___ Given text
# WFB Tourney Assistance



## Partybear (Dec 16, 2010)

Hey guys im going to my first wfb tournament in a few weeks and was interested if any of the more seasoned warhammer players can give me any assistance about any sly tricks or cheap moves in tournaments which are commonplace in 8th edition?(even if you use them yourself! :secret Iv heard some armies are broken due to change of rules in 8th.
Am i over worrying or am i just going to see loads of wizards casting purple sun? Iv only played with friends and in lgs until now so any comments are of interest to me.

(Tournament is using 5 games each one of the standard missions from the rulebook)


----------



## Masked Jackal (Dec 16, 2009)

Depending on the point level, 5 games may be too much. However, as for tricks, just make sure you have read through and bring the FAQ's, especially one for each army. Purple Sun may be slinging around, but considering what you have to do to do it, it's a bit situational on who you're facing.


----------



## Partybear (Dec 16, 2010)

sorry yes its 2000pts i play orcs and goblins but i usually go orc heavy i just dont like goblins for some reason.
I was interested if there are any cheeselists or powerbuilds to look out for which are in common use in competitions currently.


----------



## Masked Jackal (Dec 16, 2009)

Teclis, gunlines, Slave-spam, Lizardmen super-blocks, etc. Ban special characters and power-scrolls and you'll have most of the cheese accounted for though.


----------



## Tim/Steve (Jan 25, 2009)

Most evil thing I know is a flying vampire with ghoulkin (or whichever the free ghoul movement thing is), a power scroll and purple sun.

'Scout' move, 20" fly turn 1 to get amid your army and then 6 dice power scroll on purple sun to send a higher casting (large blast) down the enemy lines. Its nasty for every army, but potentially game ending vs any army with low initiative (ogres, dwarves, other VC...).
If the VC player has a second, lv4 vampire with death magic and master of the black arts (or whichever gives 2PD a turn) then there is basically nothing you can do to stop them doing this... but the VC player might role a misfire on the purple sun.


Basically this is an illustration of why power scroll is unspeakably nasty... and band by a lot of tournies. Power scrolled purple sun, dweller's below or even final transmutation (or mebbe a few other spells) can really change a game, very rapidly.


----------



## olderplayer (Dec 11, 2009)

It really depends a lot on the culture. In our area, Texas and Arkansas region has seven Indy GTs and one special tourney (5 to 6 rounds of combat with seeding each round) with 30 to 96 players (many top-ranked). We also have more local three-round, one day tourneys in the major cites (Houston, Dallas-Fort Worth, and Austin) regularly. At all these tourneys the army lists are submitted and approved in advance. Additionally, certain magic items (folding fortress, power scroll and book of hoeth) and either all special characters or the lord level special characters are banned explicitly. Because our tournaments have a particular culture and one has the ability to give a "bad" game vote to each opponent as well as give one best game vote to one opponent in the tourney, there is a lot of discipline in not taking broken armies and playing fair, especially since sports scores factor into the overall resutls. We are finding that there is a lot more balance in 8h edition than even in 7th edition. In more "power-gamer" environments, there needs to be a comp system like the ETC rules to balance the armies brought to the tourney or else such tourneys are not really worth playing in my opinion. In fact, in our area a lot of the best players (nationally ranked) won't play 'Ard Boyz tourneys for that reason.
______
**What you need to do**.
A - Update the tournament thread between "Basically this is" and "game, very rapidly.", inclusive, changing "unspeakably" to "extremely", and write out the revised passage.
B - In the tournament thread, what point level is Partybear's tournament played at?
The listing isn't needed for any of this work.
___ Available data
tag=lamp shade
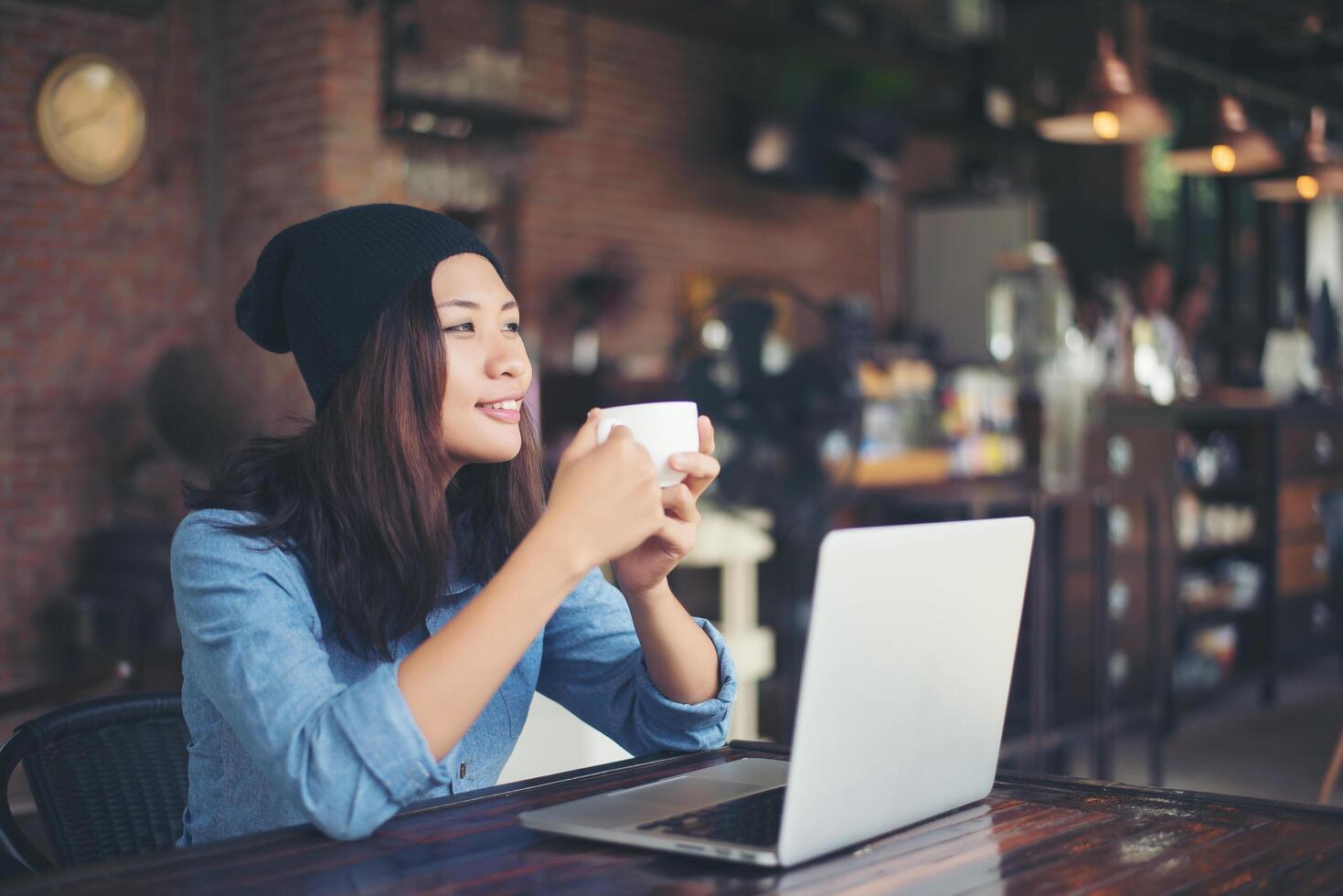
______
**Solution set**.
A -
Basically this is an illustration of why power scroll is extremely nasty... and band by a lot of tournies. Power scrolled purple sun, dweller's below or even final transmutation (or mebbe a few other spells) can really change a game, very rapidly.

B - 2000 points.